"""

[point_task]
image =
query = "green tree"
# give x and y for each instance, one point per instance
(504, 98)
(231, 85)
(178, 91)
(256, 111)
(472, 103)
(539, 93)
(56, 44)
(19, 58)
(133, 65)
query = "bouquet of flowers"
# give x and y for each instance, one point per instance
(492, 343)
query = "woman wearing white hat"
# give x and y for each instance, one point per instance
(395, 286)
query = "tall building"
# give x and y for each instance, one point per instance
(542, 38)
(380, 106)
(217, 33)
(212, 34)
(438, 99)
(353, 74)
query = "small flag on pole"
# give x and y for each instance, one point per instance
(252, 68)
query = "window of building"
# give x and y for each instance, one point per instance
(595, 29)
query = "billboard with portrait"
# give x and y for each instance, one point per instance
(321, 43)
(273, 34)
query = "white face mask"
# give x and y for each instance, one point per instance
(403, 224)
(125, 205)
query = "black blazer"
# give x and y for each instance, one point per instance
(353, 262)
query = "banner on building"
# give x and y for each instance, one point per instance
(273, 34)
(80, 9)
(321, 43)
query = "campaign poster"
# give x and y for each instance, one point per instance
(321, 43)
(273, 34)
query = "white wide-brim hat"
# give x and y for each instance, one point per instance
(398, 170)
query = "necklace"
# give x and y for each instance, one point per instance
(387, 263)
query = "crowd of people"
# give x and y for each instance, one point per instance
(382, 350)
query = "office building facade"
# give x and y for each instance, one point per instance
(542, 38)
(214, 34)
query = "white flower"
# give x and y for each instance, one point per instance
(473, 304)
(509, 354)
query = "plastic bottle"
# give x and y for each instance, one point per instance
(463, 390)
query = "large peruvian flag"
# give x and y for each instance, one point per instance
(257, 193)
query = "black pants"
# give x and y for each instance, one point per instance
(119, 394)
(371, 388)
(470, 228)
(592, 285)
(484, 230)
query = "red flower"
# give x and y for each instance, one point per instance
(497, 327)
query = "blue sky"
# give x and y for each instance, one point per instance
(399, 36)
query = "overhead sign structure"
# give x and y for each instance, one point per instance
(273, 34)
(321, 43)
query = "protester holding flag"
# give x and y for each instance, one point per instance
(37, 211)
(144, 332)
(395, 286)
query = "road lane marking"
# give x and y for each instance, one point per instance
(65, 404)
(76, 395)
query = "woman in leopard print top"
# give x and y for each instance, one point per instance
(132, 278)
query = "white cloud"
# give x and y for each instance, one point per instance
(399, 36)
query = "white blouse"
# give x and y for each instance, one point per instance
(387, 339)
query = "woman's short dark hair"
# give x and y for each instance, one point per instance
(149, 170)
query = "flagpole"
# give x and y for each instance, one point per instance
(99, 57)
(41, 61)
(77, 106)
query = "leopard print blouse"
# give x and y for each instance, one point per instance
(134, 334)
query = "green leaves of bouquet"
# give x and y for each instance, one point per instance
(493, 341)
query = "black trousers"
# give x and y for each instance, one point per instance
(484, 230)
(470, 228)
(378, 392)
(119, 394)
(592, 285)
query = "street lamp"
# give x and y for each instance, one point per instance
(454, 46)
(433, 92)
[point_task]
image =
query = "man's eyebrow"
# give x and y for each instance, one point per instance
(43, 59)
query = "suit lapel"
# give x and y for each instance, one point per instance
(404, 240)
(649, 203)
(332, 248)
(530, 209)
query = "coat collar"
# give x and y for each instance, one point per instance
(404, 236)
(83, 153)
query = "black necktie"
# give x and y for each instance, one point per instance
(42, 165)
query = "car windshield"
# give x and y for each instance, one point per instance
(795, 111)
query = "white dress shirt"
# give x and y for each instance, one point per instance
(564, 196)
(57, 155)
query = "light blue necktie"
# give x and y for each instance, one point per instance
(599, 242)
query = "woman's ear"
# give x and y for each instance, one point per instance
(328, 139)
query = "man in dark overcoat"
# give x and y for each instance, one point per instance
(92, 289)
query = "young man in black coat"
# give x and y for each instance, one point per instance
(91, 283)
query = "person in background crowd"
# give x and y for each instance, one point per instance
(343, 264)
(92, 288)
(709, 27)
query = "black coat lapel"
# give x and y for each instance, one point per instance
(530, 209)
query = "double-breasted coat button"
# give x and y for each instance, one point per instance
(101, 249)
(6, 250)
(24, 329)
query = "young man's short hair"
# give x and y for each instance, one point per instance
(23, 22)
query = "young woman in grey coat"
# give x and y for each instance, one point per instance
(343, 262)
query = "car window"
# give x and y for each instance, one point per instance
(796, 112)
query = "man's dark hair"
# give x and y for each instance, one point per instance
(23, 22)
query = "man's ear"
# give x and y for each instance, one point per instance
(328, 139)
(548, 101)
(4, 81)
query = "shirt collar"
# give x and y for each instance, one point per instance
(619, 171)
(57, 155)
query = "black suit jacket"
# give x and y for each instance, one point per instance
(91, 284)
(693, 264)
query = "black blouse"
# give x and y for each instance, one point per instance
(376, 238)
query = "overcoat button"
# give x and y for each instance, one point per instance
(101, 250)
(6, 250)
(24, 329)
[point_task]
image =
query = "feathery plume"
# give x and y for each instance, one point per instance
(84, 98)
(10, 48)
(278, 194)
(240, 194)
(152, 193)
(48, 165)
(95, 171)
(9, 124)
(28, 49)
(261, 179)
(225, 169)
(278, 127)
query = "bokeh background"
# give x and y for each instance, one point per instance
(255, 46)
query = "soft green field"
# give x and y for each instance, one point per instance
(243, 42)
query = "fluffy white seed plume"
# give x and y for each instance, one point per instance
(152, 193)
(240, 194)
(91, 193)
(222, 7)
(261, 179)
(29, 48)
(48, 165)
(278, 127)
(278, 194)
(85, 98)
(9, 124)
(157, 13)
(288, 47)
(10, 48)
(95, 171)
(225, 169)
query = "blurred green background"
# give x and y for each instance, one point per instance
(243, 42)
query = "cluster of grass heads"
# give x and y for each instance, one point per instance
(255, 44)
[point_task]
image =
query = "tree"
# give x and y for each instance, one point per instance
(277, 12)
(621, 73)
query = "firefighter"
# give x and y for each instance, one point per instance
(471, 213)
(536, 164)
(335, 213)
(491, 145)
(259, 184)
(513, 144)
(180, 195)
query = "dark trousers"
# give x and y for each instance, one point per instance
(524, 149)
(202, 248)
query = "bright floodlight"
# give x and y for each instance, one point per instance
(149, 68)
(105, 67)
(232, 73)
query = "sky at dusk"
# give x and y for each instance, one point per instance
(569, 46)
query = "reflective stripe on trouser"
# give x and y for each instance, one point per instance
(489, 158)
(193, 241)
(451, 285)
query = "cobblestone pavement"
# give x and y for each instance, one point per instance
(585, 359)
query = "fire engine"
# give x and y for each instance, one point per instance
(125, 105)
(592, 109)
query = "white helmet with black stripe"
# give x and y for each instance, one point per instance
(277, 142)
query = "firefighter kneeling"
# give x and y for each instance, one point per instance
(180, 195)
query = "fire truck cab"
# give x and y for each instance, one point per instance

"""

__What needs to be done__
Write the number of lines above that contain the string "hair", and nothing besides.

__Task solution__
3